Aim -
Carry on the piece about the Supreme Court's ruling on Kerala's temple hundi funds, starting after its final summary point.

Passage shown -
━━━━━━━━━━━━━━━━━━━━

Supreme Court strikes down Kerala’s plan to siphon ₹150 crore from temple hundis to rescue sinking co-operative banks

Supreme Court of India PTI
Summary
  • Temple offerings, whether cash, gold, or kind, are the absolute and inalienable property of the deity as a juristic person; neither the state government nor the Devaswom Boards have proprietary rights – only managerial/trustee duties.

  • Diverting hundi collections for secular purposes, however noble (rescue of co-operative banks, drought relief, or education), constitutes breach of trust, misappropriation, and violates Articles 25 and 26 of the Constitution that guarantee religious denominations the right to manage their own affairs in matters of religion.

  • The ruling restores and reinforces the century-old “deity as owner” doctrine first crystallised in 1956 and repeatedly upheld thereafter; any “surplus” in temple accounts can only ever be spent on the deity’s seva, kainkaryam, and allied religious-charitable objects – never treated as government revenue.

━━━━━━━━━━━━━━━━━━━━

Data excerpt -
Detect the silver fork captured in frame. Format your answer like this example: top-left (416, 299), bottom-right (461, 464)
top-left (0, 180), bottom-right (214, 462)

━━━━━━━━━━━━━━━━━━━━

Answer to this task -
The Supreme Court of India has categorically declared that money voluntarily offered by millions of devotees in temple hundis belongs irrevocably to the deity and cannot be appropriated by the state government for any purpose outside the temple’s religious and charitable objects – not even to salvage public-sector banks on the verge of collapse.

A Division Bench comprising Justice Surya Kant and Justice Ujjal Bhuyan was hearing a clutch of public-interest and devotee-led petitions that challenged the Kerala Government’s controversial decision taken in early 2025 to divert ₹100 crore from the Guruvayur Devaswom Managing Committee’s surplus funds and another ₹50 crore collectively from the Travancore Devaswom Board, Cochin Devaswom Board, and Koodalmanikyam Devaswom Board. The stated objective was to inject liquidity into the crisis-hit Kerala State Co-operative Bank and 14 district co-operative banks that were reeling under bad loans and withdrawal pressure.

Describing the move as “constitutionally blasphemous and legally untenable”, the Court quashed the Government Order dated 12 February 2025 and all related resolutions of the Devaswom Boards passed under alleged state pressure.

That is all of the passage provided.